* [DATA TO EXAMINE]
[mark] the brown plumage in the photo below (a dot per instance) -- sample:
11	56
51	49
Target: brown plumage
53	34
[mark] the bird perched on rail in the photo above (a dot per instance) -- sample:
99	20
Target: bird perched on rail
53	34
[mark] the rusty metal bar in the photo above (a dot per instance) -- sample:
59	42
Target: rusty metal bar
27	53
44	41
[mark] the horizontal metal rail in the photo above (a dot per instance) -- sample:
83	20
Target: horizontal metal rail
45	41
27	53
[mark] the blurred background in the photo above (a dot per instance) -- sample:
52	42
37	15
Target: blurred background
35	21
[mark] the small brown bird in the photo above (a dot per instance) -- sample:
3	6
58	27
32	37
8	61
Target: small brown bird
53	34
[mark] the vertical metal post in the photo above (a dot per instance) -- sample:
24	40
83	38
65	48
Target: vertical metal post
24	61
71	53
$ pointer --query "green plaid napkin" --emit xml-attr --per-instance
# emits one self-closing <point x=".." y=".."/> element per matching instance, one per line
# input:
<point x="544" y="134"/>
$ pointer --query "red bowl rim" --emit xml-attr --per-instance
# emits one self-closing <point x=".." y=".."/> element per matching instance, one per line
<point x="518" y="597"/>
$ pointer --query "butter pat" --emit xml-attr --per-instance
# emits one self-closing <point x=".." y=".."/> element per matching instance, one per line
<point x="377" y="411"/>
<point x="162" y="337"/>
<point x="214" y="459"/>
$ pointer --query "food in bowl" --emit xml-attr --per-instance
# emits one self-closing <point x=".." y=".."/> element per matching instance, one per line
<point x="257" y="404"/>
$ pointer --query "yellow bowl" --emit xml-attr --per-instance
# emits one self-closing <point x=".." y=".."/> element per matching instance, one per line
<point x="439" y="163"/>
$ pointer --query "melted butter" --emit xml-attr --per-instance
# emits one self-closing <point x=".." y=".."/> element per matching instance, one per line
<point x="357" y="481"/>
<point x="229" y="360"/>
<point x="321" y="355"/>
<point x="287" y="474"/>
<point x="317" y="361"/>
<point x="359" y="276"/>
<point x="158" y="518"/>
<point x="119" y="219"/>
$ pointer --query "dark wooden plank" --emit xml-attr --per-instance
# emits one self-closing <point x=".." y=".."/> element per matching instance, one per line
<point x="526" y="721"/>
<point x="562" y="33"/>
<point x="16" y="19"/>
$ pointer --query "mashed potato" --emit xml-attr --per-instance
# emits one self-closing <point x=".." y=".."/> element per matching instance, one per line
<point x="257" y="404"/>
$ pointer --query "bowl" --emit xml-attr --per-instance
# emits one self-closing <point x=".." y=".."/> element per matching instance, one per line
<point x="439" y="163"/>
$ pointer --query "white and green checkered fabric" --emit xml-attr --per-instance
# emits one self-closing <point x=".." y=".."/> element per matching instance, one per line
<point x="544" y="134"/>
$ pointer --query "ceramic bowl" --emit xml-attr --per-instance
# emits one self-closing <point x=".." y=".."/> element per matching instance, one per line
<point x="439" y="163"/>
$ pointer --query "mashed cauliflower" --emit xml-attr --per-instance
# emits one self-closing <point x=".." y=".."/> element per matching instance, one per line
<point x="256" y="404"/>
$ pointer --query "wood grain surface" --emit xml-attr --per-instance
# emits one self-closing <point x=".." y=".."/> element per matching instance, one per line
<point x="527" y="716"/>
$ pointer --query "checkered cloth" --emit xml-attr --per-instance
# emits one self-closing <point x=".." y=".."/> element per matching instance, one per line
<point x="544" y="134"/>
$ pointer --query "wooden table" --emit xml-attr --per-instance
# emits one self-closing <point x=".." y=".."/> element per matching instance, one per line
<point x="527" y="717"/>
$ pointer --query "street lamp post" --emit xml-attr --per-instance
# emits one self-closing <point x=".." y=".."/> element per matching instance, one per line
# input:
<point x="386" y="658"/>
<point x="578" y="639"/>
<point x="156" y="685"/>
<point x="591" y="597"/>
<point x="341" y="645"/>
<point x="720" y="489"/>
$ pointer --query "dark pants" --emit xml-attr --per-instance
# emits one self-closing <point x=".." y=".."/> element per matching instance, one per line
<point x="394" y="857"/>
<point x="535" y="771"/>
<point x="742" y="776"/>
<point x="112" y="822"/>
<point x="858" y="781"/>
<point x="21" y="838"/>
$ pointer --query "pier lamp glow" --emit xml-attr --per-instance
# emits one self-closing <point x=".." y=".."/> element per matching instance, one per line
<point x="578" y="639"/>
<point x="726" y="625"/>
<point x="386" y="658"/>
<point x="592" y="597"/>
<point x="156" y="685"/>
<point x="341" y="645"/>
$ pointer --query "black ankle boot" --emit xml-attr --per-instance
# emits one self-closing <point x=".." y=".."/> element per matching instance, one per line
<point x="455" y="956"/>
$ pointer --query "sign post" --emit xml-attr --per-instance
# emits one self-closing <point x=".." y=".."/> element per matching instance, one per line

* [BRIEF] Within the entries above, report how many lines contain the word "mashed"; the figure is all that is wanted.

* [EXERCISE ANSWER] 2